◆ **TASK**: Each record needs to be echoed exactly; can you do that?

◆ **PROVIDED ENTRIES**:

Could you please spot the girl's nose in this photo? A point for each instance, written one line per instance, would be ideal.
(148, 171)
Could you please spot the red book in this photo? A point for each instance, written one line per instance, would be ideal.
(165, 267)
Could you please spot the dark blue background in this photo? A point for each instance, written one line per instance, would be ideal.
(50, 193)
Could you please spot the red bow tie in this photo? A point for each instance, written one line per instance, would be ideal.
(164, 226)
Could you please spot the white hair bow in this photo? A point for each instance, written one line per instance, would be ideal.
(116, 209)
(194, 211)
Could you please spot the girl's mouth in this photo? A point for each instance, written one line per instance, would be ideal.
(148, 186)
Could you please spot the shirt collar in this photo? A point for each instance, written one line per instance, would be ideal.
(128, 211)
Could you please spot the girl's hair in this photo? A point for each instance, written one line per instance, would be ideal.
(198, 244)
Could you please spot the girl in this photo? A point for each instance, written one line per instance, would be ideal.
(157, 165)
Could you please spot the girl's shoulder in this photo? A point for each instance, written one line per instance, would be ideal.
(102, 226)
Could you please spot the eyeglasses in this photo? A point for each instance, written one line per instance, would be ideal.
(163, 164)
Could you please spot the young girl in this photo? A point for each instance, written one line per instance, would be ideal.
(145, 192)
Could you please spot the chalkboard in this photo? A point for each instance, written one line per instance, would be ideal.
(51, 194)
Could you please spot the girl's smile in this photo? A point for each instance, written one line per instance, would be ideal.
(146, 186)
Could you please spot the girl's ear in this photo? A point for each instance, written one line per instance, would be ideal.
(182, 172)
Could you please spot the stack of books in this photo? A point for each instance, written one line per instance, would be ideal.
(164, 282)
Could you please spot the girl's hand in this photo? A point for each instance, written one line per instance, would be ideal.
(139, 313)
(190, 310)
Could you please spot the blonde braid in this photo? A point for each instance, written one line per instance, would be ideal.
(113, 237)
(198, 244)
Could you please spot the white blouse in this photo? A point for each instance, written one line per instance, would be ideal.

◆ **ANSWER**:
Could you please spot the girl's nose in this photo? A point for each instance, written one line per instance, would be ideal.
(148, 171)
Could you please spot the red book in this photo? A point for each instance, written one line per instance, would be ideal.
(165, 267)
Could you please spot the dark blue background in this photo? A point for each instance, written one line per instance, would be ideal.
(50, 193)
Could you please spot the red bow tie in this photo? A point for each instance, written one line per instance, would be ideal.
(164, 226)
Could you please spot the white hair bow in this photo? A point for each instance, written one line per instance, would be ideal.
(116, 209)
(194, 211)
Could you please spot the girl's mouth in this photo? A point for each instance, written one line per instance, would be ideal.
(148, 186)
Could you please spot the shirt collar in this photo? A point for each instance, written one line per instance, would be ideal.
(128, 211)
Could you please spot the girl's hair in this photo? A point for each instance, written one line per instance, would be ideal.
(198, 244)
Could you please spot the girl in this photo? A point for each instance, written one line per instance, would be ideal.
(157, 165)
Could you please spot the girl's shoulder in this photo? A point for each instance, written one line per instance, would be ideal.
(102, 226)
Could you please spot the eyeglasses in this photo? A point for each instance, written one line per instance, would be ideal.
(163, 164)
Could you please spot the young girl in this photo? A point for each instance, written one line per instance, would be ideal.
(145, 192)
Could you please spot the chalkboard in this photo? A point for each instance, written one line per instance, would be ideal.
(51, 194)
Could you please spot the girl's smile in this photo? A point for each instance, written one line per instance, would be ideal.
(146, 186)
Could you please spot the girl's ear in this photo? A point for each instance, written one line per instance, would be ideal.
(182, 172)
Could you please spot the stack of books in this photo? A point for each instance, written one line per instance, would be ideal.
(164, 282)
Could you please spot the girl's hand in this photo? A point for each instance, written one line per instance, would be ideal.
(139, 313)
(190, 310)
Could you please spot the blonde braid in this photo? A point for each instance, written one line per instance, would be ideal.
(113, 237)
(198, 244)
Could you please spot the white blouse in this photo? A point for each instance, written one line per instance, would be ideal.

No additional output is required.